The present case is really no different. As noted, supra, this matter was dated September 6, 1996, and it was withdrawn on June 16, 1999, after some 33 months on the docket. A cross complaint had been filed, discovery had been conducted and the matter had been arbitrated. After the unfavorable arbitrator's decision, and prior to the trial management conference, the plaintiff disclosed his three expert witnesses — just 21 days prior to trial. Surely, the defendant had acquired substantial rights after briefing and arguing its successful motion to preclude the three expert witnesses disclosed more than one year after the pleadings were closed, after prevailing at the arbitration and after preparation for the trial. The plaintiff's tactical use of the withdrawal constituted an abuse of the litigant's privilege, especially when it was used solely to avoid an order of the court, and it clearly has a prejudicial effect on the opposing side. See Kantrowitz v. Clipfel, supra, 21 Conn. Super. Ct. 373;Nationwide Mutual Ins. Co. v. Blesso, supra, 24 Conn.L.Rptr. 541-42.

TASK INSTRUCTIONS =
- A) From the court excerpt, list the things that had already happened in the matter according to the sentence beginning "A cross complaint had been filed".
- B) Please lay out the stretch of the listing from its start through the line that contains "371), (585, 531)]" as a two-column CSV with the headers "prompt" and "response", one row per item. Put each value in a single quoted field, turning any line breaks into spaces.

[Named object pointing entries]
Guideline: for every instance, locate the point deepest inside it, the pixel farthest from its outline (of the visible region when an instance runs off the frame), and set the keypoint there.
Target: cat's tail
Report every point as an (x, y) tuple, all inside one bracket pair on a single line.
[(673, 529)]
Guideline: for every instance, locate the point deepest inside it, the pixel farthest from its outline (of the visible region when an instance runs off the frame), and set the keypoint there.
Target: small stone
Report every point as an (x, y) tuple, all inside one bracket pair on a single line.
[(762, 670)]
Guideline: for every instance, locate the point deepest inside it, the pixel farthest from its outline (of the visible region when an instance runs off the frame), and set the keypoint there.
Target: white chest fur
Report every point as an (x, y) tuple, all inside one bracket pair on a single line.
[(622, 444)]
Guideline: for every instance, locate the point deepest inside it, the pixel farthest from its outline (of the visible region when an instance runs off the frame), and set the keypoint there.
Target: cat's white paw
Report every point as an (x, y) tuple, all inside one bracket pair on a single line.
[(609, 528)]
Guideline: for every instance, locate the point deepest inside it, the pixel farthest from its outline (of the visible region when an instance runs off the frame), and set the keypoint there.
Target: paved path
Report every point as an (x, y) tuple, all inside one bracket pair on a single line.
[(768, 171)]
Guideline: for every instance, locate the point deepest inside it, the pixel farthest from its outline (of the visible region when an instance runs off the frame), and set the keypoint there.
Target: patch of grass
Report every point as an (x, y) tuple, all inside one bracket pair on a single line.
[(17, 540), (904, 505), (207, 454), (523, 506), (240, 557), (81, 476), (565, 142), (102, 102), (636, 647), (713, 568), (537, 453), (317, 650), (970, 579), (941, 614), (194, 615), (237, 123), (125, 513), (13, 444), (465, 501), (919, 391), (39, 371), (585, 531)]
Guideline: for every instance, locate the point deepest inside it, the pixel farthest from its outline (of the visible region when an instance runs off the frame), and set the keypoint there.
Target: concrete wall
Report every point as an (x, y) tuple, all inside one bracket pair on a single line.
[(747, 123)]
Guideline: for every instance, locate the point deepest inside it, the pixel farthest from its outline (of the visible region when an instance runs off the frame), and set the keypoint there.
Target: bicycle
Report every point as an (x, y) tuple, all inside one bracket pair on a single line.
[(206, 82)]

RESULTS FOR THE EXERCISE =
- A)
- A cross complaint had been filed.
- Discovery had been conducted.
- The matter had been arbitrated.

- B)
prompt,response
"Guideline: for every instance, locate the point deepest inside it, the pixel farthest from its outline (of the visible region when an instance runs off the frame), and set the keypoint there. Target: cat's tail Report every point as an (x, y) tuple, all inside one bracket pair on a single line.","[(673, 529)]"
"Guideline: for every instance, locate the point deepest inside it, the pixel farthest from its outline (of the visible region when an instance runs off the frame), and set the keypoint there. Target: small stone Report every point as an (x, y) tuple, all inside one bracket pair on a single line.","[(762, 670)]"
"Guideline: for every instance, locate the point deepest inside it, the pixel farthest from its outline (of the visible region when an instance runs off the frame), and set the keypoint there. Target: white chest fur Report every point as an (x, y) tuple, all inside one bracket pair on a single line.","[(622, 444)]"
"Guideline: for every instance, locate the point deepest inside it, the pixel farthest from its outline (of the visible region when an instance runs off the frame), and set the keypoint there. Target: cat's white paw Report every point as an (x, y) tuple, all inside one bracket pair on a single line.","[(609, 528)]"
"Guideline: for every instance, locate the point deepest inside it, the pixel farthest from its outline (of the visible region when an instance runs off the frame), and set the keypoint there. Target: paved path Report every point as an (x, y) tuple, all inside one bracket pair on a single line.","[(768, 171)]"
"Guideline: for every instance, locate the point deepest inside it, the pixel farthest from its outline (of the visible region when an instance runs off the frame), and set the keypoint there. Target: patch of grass Report every point as an (x, y) tuple, all inside one bracket pair on a single line.","[(17, 540), (904, 505), (207, 454), (523, 506), (240, 557), (81, 476), (565, 142), (102, 102), (636, 647), (713, 568), (537, 453), (317, 650), (970, 579), (941, 614), (194, 615), (237, 123), (125, 513), (13, 444), (465, 501), (919, 391), (39, 371), (585, 531)]"